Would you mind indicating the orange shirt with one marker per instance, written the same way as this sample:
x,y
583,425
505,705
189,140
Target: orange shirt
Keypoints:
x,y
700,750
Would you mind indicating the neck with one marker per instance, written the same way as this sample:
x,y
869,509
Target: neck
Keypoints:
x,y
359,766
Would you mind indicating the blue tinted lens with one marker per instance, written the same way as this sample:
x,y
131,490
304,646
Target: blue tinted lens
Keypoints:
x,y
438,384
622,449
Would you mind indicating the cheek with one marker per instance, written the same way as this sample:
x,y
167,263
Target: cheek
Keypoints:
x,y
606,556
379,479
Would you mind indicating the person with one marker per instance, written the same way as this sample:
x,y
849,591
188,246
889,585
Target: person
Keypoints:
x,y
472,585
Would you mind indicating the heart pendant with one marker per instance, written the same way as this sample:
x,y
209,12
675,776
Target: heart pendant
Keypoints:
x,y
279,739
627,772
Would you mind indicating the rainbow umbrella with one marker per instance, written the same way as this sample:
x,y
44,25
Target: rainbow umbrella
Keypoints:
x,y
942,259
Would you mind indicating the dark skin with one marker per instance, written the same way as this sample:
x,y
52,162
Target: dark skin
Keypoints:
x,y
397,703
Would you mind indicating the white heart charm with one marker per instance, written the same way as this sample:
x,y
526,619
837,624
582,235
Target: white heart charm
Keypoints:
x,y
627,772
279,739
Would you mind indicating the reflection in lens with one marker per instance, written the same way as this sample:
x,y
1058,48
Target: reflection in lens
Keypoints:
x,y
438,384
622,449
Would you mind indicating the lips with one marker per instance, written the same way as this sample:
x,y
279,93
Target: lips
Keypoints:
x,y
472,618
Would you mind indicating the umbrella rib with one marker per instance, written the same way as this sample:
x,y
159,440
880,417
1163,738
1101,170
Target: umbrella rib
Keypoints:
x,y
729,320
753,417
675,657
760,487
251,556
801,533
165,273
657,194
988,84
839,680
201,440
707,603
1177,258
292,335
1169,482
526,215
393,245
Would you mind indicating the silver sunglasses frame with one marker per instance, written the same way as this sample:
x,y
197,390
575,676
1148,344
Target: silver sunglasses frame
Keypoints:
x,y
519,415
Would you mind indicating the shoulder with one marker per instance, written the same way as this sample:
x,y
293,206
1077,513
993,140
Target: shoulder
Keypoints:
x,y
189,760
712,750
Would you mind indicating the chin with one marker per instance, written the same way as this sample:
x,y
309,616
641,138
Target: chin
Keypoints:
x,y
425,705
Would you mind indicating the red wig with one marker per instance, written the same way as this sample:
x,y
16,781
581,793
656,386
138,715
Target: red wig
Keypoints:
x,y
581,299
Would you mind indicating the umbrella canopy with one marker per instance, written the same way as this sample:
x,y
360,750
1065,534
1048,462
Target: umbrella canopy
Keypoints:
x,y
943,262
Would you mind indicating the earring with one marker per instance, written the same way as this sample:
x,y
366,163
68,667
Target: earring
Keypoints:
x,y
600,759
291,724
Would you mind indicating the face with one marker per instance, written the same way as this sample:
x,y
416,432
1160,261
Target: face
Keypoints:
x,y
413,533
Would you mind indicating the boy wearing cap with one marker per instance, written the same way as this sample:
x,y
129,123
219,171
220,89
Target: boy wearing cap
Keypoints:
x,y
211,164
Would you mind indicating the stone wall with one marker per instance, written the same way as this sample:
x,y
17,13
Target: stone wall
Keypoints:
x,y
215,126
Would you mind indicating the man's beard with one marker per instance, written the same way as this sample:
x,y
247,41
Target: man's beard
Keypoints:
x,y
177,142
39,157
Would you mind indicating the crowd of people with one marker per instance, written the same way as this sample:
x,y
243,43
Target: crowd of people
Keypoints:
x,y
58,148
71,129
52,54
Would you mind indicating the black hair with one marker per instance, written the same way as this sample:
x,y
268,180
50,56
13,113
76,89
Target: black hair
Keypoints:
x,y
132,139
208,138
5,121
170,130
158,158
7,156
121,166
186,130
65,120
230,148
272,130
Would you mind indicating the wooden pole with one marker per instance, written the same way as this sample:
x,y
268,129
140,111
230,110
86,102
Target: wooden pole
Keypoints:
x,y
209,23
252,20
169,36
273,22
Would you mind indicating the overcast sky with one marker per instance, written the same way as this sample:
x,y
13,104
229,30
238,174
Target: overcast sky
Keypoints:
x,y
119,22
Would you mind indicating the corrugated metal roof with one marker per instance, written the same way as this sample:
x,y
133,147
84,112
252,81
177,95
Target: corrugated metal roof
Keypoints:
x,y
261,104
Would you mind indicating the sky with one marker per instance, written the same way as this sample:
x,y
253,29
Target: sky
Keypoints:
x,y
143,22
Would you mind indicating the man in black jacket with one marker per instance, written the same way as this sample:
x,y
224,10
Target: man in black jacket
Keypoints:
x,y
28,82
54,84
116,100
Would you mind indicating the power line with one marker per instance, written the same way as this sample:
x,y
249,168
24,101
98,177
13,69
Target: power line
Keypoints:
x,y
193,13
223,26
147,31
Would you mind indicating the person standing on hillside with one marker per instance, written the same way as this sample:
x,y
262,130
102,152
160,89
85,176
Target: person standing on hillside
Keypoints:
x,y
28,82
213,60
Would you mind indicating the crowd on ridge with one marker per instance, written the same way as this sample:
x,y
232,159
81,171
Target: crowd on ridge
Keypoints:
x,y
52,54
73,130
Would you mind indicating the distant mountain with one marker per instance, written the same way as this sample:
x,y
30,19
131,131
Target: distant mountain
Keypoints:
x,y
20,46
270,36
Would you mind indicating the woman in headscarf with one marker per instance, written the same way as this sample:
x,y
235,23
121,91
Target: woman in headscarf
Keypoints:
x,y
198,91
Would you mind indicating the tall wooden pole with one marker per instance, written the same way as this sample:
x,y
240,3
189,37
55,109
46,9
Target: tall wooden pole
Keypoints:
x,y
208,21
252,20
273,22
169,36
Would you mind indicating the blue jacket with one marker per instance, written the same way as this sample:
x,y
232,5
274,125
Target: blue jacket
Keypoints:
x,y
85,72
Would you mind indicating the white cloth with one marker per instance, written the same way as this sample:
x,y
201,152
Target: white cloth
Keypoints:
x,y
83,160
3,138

########################################

◆ Task description ◆
Retype the records above exactly.

◆ Written answer ◆
Would you mind indicating the orange shirt with one marker per instance, written the same way as this sample:
x,y
583,425
505,705
189,140
Target: orange shirt
Keypoints:
x,y
700,750
Would you mind indicating the neck with one marker per instance, written the same way as this sample:
x,y
869,509
Target: neck
Keypoints:
x,y
359,766
Would you mind indicating the blue tinted lens with one marker per instance, written the same way as this sample:
x,y
131,490
304,646
Target: blue tinted lens
Keypoints:
x,y
438,384
622,449
Would you mind indicating the cheek with one marker per instance, written the same way as this sample:
x,y
167,263
Target: cheek
Keypoints:
x,y
606,556
379,479
Would you mind indicating the person with one marker per instance, written the same way as this sample:
x,y
849,591
188,246
889,585
Target: person
Keypoints:
x,y
472,585
Would you mind indicating the heart pendant with one marker per instance, written the same way as this sample:
x,y
209,12
675,776
Target: heart pendant
Keypoints:
x,y
279,739
627,772
Would you mind indicating the rainbow umbrella with one marker per instance, written the same way as this sample:
x,y
44,25
Target: rainbow umbrella
Keypoints:
x,y
942,259
Would you mind indicating the dark skin with one marker per instance, written the same way as this sample:
x,y
52,162
Target: dark skin
Keypoints:
x,y
397,703
Would you mind indicating the white heart charm with one marker per instance, written the same way as this sample:
x,y
526,619
837,624
582,235
Target: white heart charm
Keypoints:
x,y
627,772
279,739
Would you mind indicating the reflection in lens with one marker per instance, written the same way as this sample:
x,y
1058,48
Target: reflection in lens
Keypoints:
x,y
438,384
622,449
Would you mind indicating the lips with one marker per instance, written the same way as this sample:
x,y
279,93
Target: lips
Keypoints:
x,y
472,618
Would you mind indicating the umbrella rib with one marker per instance, written the same way as this sample:
x,y
159,440
880,417
1163,738
1101,170
Target: umbrella rib
Keypoints:
x,y
729,320
753,417
675,657
760,487
251,556
801,533
165,273
657,194
988,84
839,680
201,440
707,603
1177,258
292,335
1169,482
526,215
393,245
Would you mind indicating the silver sunglasses frame with one marker per instance, written the same way as this sample:
x,y
197,390
575,676
1148,344
Target: silver sunglasses frame
Keypoints:
x,y
519,415
Would you mind indicating the shoulder with one marker per instance, written the same way as this sample:
x,y
293,206
1077,513
993,140
Target: shoulder
Keypoints:
x,y
189,760
712,750
Would you mind indicating the chin with one marker per instance, written the same way as this sample:
x,y
309,616
641,138
Target: chin
Keypoints:
x,y
425,705
Would you mind indicating the red wig with one marker per instance, written the same way as this sample:
x,y
16,781
581,793
656,386
138,715
Target: red wig
Keypoints:
x,y
581,299
Would you mind indicating the umbrella canopy with one marker per instance, written the same way as this sample:
x,y
360,750
1065,534
1048,462
Target: umbrella canopy
Keypoints:
x,y
943,262
Would you mind indicating the earring with one marker per instance, written the same way as this sample:
x,y
366,163
68,667
Target: earring
Keypoints:
x,y
600,759
291,724
Would you mind indicating the face with one marker per instance, written the same way as this sample:
x,y
416,432
1160,261
Target: face
Keypoints:
x,y
413,533
Would you mind indicating the boy wearing cap with one marker per instance, written the same way as this sample:
x,y
129,123
219,171
220,89
Target: boy wearing cap
Keypoints:
x,y
211,164
Would you mind indicating the stone wall with one marker per instance, written the same way as this sample:
x,y
17,13
Target: stone wall
Keypoints:
x,y
215,126
Would you mind indicating the man's beard with one marker per instance, written the same way as this sample:
x,y
247,41
Target: man's beard
Keypoints:
x,y
177,142
39,157
Would you mind indicating the crowd of people with one marker per instance, written the same way as this sample:
x,y
243,43
Target: crowd of people
Keypoints:
x,y
58,148
71,129
52,54
Would you mind indicating the black hair with one marker per instance, written the same way as this sample:
x,y
268,180
50,56
13,113
76,89
Target: black hair
Keypoints:
x,y
132,139
208,138
5,121
170,130
158,158
7,156
121,166
186,130
65,120
230,148
272,130
Would you mind indicating the wooden pole with one marker per instance, written the same way as this sample:
x,y
268,129
140,111
230,110
86,102
Target: wooden pole
Keypoints:
x,y
209,23
252,20
169,36
273,22
Would you mind indicating the overcast sky with one marker per instance, written the same way as this sample:
x,y
13,104
229,30
238,174
Target: overcast sky
Keypoints:
x,y
119,22
Would you mind indicating the corrugated metal roof with one marker per instance, written the same way as this sample:
x,y
133,147
84,112
252,81
177,95
Target: corrugated metal roof
Keypoints:
x,y
261,104
Would you mind indicating the sky with one marker per instance, written the same way as this sample:
x,y
253,29
Target: sky
Keypoints:
x,y
143,22
Would you mind indicating the man in black jacket with one marker per instance, written the same way as this sample:
x,y
224,10
Target: man in black jacket
Keypoints:
x,y
28,82
54,84
116,100
Would you mind indicating the power line with one marker per instance, written the same way as this sample:
x,y
249,168
24,101
98,177
13,69
Target: power line
Keypoints:
x,y
193,13
223,26
147,31
Would you mind indicating the person standing on hillside with one marker per instance, written the same way as this sample:
x,y
262,130
102,152
160,89
85,176
Target: person standing on hillside
Keypoints:
x,y
28,82
213,60
Would you mind indicating the crowd on ridge with one marker per instance, written the same way as this sample:
x,y
232,159
81,171
Target: crowd on ridge
Keypoints:
x,y
52,54
73,130
Would you mind indicating the distant mountain with one marker per instance, written the same way as this sample:
x,y
30,19
131,131
Target: distant mountain
Keypoints:
x,y
20,46
270,36
Would you mind indicating the woman in headscarf with one marker per instance, written the same way as this sample:
x,y
235,23
121,91
Target: woman in headscarf
Keypoints:
x,y
198,91
Would you mind indicating the tall wooden pole with one marker per instance, written the same way as this sample:
x,y
240,3
189,37
55,109
46,9
Target: tall wooden pole
Keypoints:
x,y
208,21
252,20
273,22
169,36
Would you mind indicating the blue jacket with one marker per instance, written the same way as this sample:
x,y
232,5
274,125
Target: blue jacket
Keypoints:
x,y
85,72
Would you mind indicating the white cloth with one marker per instance, written the same way as this sample:
x,y
201,152
Target: white cloth
Keypoints:
x,y
83,160
3,138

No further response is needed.